-- start RECORD LIST --

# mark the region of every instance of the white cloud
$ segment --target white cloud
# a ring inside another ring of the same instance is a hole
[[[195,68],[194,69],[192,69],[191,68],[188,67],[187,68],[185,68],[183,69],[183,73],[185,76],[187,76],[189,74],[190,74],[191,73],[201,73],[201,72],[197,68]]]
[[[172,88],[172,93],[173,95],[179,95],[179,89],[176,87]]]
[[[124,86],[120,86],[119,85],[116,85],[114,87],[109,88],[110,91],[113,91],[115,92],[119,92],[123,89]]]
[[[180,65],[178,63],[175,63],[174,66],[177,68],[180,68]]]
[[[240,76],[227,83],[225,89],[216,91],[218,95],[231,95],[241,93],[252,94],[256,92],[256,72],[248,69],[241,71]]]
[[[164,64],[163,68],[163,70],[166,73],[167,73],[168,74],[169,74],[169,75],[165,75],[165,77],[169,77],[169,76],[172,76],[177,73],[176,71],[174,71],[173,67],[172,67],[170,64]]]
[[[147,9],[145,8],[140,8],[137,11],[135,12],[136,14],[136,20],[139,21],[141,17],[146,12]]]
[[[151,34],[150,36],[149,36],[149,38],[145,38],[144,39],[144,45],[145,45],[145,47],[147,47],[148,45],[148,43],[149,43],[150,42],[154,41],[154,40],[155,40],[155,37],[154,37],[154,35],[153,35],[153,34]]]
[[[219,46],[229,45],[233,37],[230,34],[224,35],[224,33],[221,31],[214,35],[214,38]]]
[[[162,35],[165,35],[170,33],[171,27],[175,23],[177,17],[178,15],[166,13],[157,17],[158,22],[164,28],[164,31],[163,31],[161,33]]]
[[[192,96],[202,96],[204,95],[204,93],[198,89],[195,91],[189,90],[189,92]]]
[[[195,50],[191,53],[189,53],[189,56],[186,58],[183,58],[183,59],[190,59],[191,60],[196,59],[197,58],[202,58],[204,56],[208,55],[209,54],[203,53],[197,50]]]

-- end RECORD LIST --

WRITTEN EXERCISE
Copy the lines word for word, beginning at the start of the lines and continuing through the line that contains "[[[180,65],[178,63],[175,63],[174,66],[177,68],[180,68]]]".

THE SOLUTION
# mark the region of every instance of the white cloud
$ segment --target white cloud
# a ring inside another ring of the same instance is a hole
[[[195,68],[194,69],[192,69],[191,68],[188,67],[187,68],[185,68],[183,69],[183,73],[185,76],[187,76],[189,74],[190,74],[191,73],[201,73],[201,72],[197,68]]]
[[[172,88],[172,93],[173,95],[179,95],[179,89],[176,87]]]
[[[124,86],[120,86],[119,85],[116,85],[114,87],[109,88],[110,91],[113,91],[115,92],[119,92],[123,89]]]
[[[180,65],[178,63],[175,63],[174,66],[177,68],[180,68]]]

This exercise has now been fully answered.